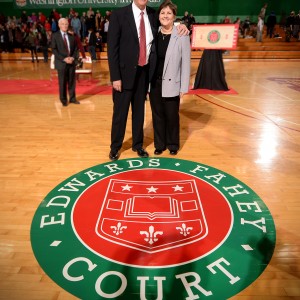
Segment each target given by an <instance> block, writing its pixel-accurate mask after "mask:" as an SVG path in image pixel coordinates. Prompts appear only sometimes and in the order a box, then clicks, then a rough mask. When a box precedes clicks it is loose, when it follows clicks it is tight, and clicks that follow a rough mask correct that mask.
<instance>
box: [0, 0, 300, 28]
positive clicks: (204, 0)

^^^^

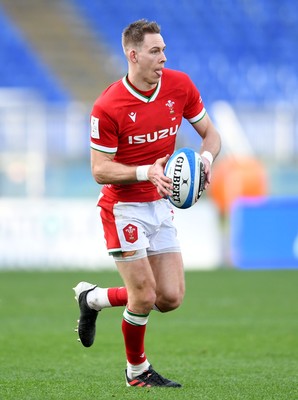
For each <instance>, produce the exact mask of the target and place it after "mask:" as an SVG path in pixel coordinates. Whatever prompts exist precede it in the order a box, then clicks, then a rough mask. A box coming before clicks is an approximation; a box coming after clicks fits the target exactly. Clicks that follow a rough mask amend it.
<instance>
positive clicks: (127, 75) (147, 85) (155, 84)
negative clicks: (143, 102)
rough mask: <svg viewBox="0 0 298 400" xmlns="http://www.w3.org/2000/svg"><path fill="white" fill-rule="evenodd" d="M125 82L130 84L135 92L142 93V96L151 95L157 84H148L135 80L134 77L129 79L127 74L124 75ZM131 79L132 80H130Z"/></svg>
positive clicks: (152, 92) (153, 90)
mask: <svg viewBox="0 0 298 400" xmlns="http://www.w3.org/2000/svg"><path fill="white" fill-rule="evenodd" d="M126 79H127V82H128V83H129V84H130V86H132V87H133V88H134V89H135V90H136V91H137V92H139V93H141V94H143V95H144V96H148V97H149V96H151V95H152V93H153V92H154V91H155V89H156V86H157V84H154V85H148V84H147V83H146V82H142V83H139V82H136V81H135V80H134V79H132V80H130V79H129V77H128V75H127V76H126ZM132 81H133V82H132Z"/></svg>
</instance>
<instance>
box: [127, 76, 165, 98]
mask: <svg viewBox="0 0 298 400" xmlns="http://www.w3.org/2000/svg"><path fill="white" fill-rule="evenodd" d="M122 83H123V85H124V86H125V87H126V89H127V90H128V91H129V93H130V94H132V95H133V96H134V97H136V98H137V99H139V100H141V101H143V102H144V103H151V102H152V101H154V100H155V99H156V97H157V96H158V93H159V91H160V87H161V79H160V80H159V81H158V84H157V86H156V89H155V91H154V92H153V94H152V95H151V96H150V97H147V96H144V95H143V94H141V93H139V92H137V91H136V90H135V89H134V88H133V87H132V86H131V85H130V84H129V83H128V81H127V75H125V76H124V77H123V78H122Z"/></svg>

^^^^

_Assignment:_ Examine the listing line by line and give the number of lines where "order" occurs, with nothing added.

_Solution for this task:_ 2